The consolidated financial statements include the accounts of Blyth, Inc. and its subsidiaries.  The Company consolidates entities in which it owns or controls more than 50% of the voting shares and/or investments where the Company has been determined to have control. The portion of the entity not owned by the Company is reflected as the noncontrolling interest within the Equity section of the Consolidated Balance Sheets and in the case of the redeemable noncontrolling interest their interest is within a mezzanine section of the Consolidated Balance Sheets between Long-term liabilities and Equity.  Investments in companies that are not consolidated but where we have significant influence are reported using the equity method and are recorded in Other assets in the Consolidated Balance Sheets.  All inter-company balances and transactions have been eliminated in consolidation.

Certain of the Company’s subsidiaries operate on a 52 or 53-week fiscal year ending on the Saturday nearest to January 31.  European, Mexican and Australian operations and one domestic direct selling entity maintain a calendar year accounting period, which is consolidated with the Company’s fiscal period.  The application of this consolidation policy has been consistently applied and has not had a significant impact on the Company’s financials.

=-=-=-=-=

__REQUEST A__: Can you render the records as a two-column CSV with the columns request and reply, one row per request, starting with the line that contains "the form [168,402]." and going on through the end of the records? Put each field in quotation marks, change line breaks to spaces, and leave the pictures out.

=-=-=-=-=

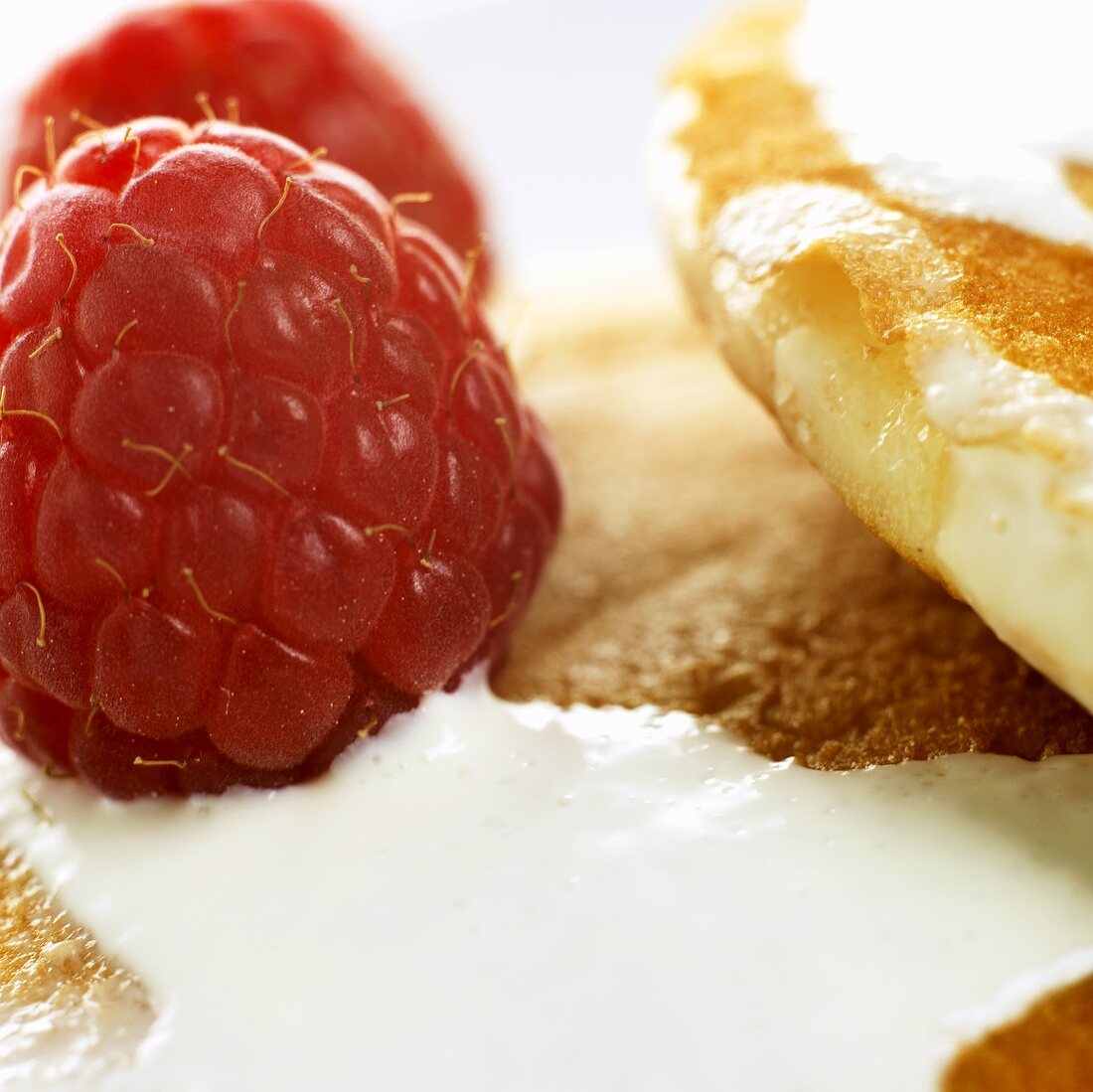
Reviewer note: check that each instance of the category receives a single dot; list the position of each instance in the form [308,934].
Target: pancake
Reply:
[705,569]
[893,249]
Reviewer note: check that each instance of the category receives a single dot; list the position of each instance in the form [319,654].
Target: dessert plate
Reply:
[552,893]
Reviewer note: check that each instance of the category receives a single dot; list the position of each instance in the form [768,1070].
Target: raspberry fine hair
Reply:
[287,66]
[264,474]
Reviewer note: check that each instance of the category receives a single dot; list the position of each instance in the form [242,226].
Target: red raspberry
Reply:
[284,65]
[264,477]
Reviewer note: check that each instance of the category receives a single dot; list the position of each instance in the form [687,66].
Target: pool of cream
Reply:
[495,896]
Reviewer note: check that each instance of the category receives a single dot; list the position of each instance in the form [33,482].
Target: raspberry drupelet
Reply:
[287,66]
[264,474]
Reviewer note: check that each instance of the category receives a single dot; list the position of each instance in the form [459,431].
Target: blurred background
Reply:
[550,99]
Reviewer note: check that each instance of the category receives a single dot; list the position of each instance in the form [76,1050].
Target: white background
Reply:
[552,99]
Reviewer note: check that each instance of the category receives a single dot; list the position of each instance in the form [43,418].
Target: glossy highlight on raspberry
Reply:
[264,474]
[288,66]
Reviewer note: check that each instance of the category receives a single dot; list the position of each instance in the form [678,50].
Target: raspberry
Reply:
[264,477]
[284,65]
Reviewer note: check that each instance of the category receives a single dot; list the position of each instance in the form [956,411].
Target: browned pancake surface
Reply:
[703,566]
[756,126]
[65,1008]
[1048,1049]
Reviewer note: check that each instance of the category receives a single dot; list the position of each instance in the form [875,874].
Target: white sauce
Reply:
[970,109]
[492,896]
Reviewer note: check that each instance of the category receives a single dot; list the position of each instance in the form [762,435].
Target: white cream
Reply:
[496,896]
[965,108]
[1016,532]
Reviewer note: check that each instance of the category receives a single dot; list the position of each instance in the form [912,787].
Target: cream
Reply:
[491,895]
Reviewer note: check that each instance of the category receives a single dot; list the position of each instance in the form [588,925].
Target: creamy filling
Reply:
[1016,532]
[490,895]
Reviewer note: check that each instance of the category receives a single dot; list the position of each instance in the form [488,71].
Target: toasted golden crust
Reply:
[705,567]
[756,126]
[1047,1049]
[65,1007]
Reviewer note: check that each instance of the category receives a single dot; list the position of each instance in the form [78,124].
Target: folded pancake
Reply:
[703,567]
[892,243]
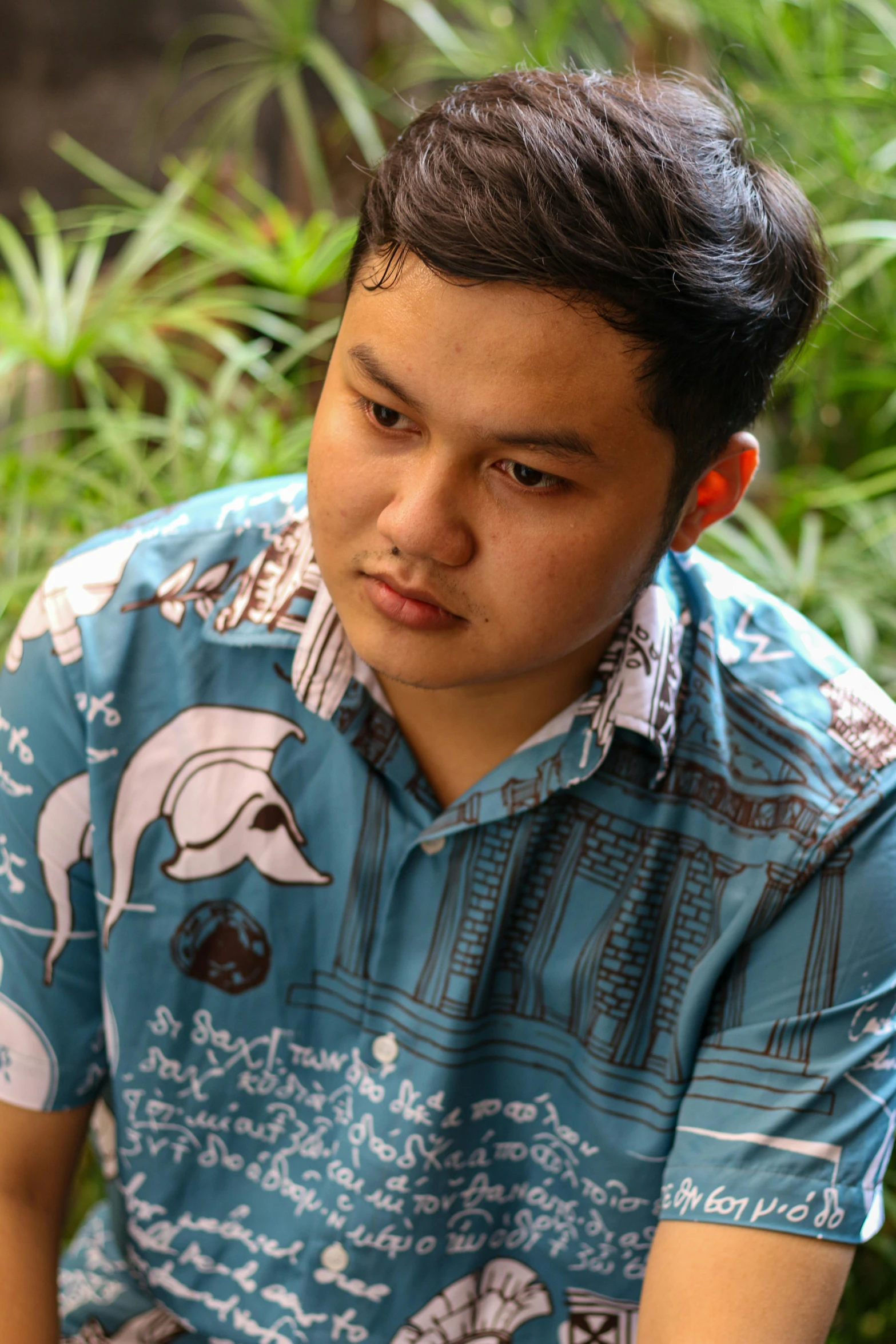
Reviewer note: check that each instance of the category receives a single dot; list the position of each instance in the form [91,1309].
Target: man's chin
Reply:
[422,679]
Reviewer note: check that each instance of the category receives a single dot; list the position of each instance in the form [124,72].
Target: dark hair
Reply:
[635,194]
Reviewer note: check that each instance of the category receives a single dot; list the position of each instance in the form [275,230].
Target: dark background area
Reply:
[102,70]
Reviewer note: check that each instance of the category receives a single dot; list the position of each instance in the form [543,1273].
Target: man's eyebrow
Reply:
[558,443]
[370,365]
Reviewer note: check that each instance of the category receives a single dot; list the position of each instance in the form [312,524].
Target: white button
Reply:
[385,1050]
[335,1257]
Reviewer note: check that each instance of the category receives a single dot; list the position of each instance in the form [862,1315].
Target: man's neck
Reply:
[461,733]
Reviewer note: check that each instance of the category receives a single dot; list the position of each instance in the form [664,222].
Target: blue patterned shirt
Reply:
[397,1073]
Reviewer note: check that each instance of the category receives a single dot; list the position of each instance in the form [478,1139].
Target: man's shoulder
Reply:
[226,512]
[782,687]
[180,557]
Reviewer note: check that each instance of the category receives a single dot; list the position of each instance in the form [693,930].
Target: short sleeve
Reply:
[51,1041]
[787,1120]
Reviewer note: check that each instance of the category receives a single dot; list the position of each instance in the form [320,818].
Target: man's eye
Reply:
[385,416]
[528,476]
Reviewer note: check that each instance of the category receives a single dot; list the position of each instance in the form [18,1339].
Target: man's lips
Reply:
[413,608]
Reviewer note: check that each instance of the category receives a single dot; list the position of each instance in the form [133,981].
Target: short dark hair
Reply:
[635,194]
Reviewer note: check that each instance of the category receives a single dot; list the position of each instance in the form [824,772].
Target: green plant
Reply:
[261,53]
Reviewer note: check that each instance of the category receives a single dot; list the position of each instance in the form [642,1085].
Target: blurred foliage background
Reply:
[170,335]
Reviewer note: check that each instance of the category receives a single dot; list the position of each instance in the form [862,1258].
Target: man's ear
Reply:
[719,491]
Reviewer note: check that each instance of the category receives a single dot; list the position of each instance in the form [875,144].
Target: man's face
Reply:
[485,488]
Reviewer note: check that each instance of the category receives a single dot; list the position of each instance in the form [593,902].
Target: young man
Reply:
[477,901]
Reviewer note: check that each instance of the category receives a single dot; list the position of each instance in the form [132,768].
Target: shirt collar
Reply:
[636,686]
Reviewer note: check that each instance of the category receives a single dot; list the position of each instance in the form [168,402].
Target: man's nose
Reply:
[426,516]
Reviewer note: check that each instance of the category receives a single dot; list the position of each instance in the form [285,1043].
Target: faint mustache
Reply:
[391,566]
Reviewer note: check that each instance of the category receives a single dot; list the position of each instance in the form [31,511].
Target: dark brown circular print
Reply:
[221,944]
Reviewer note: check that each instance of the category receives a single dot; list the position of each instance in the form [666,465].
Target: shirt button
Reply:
[335,1257]
[385,1050]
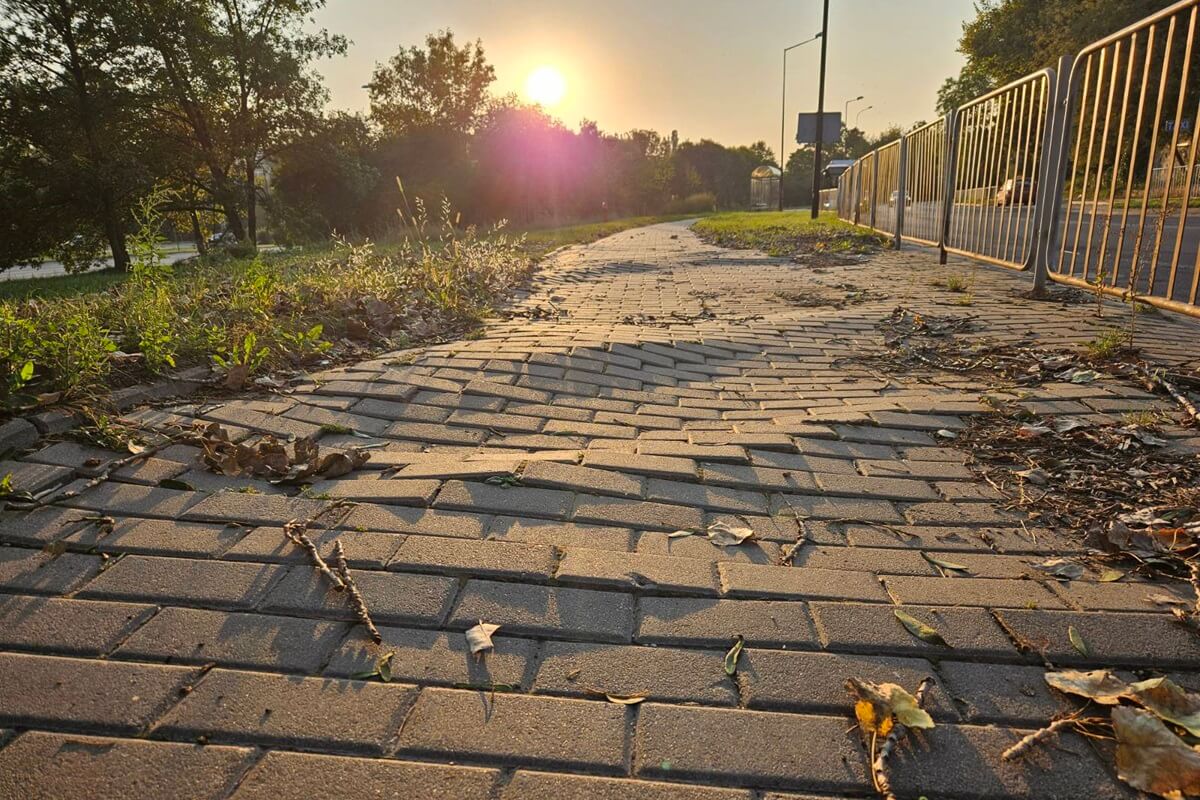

=-=-=-=-=

__REQUEST B__: Could you reproduce the consolidation policy passage word for word, starting with "The consolidated financial" and going on through "eliminated in consolidation."?

__OUTPUT A__:
request,reply
"Reviewer note: check that each instance of the category receives a single dot; list the position of each instance in the form [168,402]. Target: man's nose Reply:","[426,516]"
"Reviewer note: check that each instance of the category receives a single dot; list the position of each instance in the form [285,1043]. Target: faint mustache Reply:","[391,566]"
"Reviewer note: check that each instance of the category receives a single dot; list the position of each instance in the form [31,511]. Target: dark brown circular print Reply:","[221,944]"
"Reviewer note: check that each instance of the category receives a single dot; list the position of each instance in the form [666,465]. Target: shirt button Reply:","[335,1257] [385,1050]"

__OUTPUT B__:
The consolidated financial statements include the accounts of Blyth, Inc. and its subsidiaries.  The Company consolidates entities in which it owns or controls more than 50% of the voting shares and/or investments where the Company has been determined to have control. The portion of the entity not owned by the Company is reflected as the noncontrolling interest within the Equity section of the Consolidated Balance Sheets and in the case of the redeemable noncontrolling interest their interest is within a mezzanine section of the Consolidated Balance Sheets between Long-term liabilities and Equity.  Investments in companies that are not consolidated but where we have significant influence are reported using the equity method and are recorded in Other assets in the Consolidated Balance Sheets.  All inter-company balances and transactions have been eliminated in consolidation.